## Consigne
Transposez les entrées de la ligne contenant « find backpack strap » jusqu'à la ligne contenant « top-left (316, 310), bottom-right (359, 385) » incluse en les réécrivant intégralement, et ajoutez 3 à chaque coordonnée des réponses. Les lignes commençant par « find » ou par « e.g. » restent inchangées.

## Données fournies
====================

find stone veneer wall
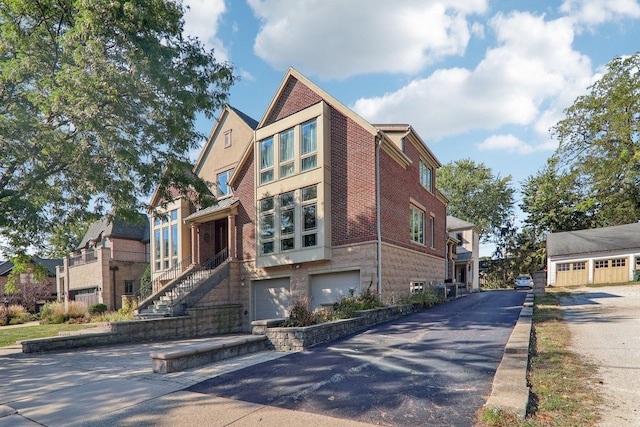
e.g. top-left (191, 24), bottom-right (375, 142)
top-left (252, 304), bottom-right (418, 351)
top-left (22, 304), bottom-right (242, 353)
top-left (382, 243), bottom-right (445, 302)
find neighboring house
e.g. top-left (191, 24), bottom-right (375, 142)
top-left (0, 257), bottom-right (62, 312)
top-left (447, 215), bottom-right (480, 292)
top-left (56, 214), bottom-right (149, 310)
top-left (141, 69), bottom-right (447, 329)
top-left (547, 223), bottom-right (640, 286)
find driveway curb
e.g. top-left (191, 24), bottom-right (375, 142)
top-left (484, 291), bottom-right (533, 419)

====================

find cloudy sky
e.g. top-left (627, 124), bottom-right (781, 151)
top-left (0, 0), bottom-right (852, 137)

====================

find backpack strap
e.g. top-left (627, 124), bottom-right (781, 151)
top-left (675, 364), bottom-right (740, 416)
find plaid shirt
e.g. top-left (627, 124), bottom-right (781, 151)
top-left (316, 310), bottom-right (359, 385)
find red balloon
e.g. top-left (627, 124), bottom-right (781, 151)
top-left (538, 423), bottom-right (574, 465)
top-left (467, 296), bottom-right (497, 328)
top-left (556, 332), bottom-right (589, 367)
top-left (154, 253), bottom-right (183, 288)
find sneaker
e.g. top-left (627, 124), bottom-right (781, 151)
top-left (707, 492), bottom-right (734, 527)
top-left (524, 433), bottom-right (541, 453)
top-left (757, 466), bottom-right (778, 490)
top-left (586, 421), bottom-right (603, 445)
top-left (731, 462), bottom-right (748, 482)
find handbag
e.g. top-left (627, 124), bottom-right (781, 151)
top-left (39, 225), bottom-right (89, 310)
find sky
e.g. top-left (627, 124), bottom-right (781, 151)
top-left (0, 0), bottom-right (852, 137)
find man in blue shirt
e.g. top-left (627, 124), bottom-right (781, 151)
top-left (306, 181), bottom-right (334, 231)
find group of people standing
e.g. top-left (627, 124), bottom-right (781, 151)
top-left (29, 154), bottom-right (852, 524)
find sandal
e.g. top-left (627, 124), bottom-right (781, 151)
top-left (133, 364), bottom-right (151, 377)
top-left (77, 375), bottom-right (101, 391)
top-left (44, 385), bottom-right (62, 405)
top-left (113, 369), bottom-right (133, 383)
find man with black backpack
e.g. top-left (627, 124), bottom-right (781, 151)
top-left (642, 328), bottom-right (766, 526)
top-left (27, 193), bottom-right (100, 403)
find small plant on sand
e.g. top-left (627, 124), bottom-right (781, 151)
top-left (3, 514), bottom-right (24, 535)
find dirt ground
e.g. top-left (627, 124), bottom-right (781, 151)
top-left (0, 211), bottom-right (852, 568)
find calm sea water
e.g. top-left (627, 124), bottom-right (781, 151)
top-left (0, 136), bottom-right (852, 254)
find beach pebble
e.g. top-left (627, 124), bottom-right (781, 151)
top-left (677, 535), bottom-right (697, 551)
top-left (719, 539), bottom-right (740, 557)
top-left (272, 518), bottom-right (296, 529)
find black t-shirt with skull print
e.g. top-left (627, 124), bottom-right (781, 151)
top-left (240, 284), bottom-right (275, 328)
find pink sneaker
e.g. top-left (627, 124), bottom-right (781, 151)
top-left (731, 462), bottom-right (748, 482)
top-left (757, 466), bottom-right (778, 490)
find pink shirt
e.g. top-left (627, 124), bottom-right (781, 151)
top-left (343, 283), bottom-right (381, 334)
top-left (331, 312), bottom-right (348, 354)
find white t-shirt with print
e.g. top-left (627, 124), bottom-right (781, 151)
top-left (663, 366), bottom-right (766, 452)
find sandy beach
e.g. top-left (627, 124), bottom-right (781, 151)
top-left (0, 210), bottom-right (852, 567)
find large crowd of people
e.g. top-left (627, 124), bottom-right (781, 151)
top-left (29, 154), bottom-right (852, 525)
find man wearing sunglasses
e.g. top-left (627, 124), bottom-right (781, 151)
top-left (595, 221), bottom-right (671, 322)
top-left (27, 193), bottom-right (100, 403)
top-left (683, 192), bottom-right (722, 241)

====================

## Corrigé
find backpack strap
e.g. top-left (627, 124), bottom-right (781, 151)
top-left (678, 367), bottom-right (743, 419)
find plaid shirt
e.g. top-left (627, 124), bottom-right (781, 151)
top-left (319, 313), bottom-right (362, 388)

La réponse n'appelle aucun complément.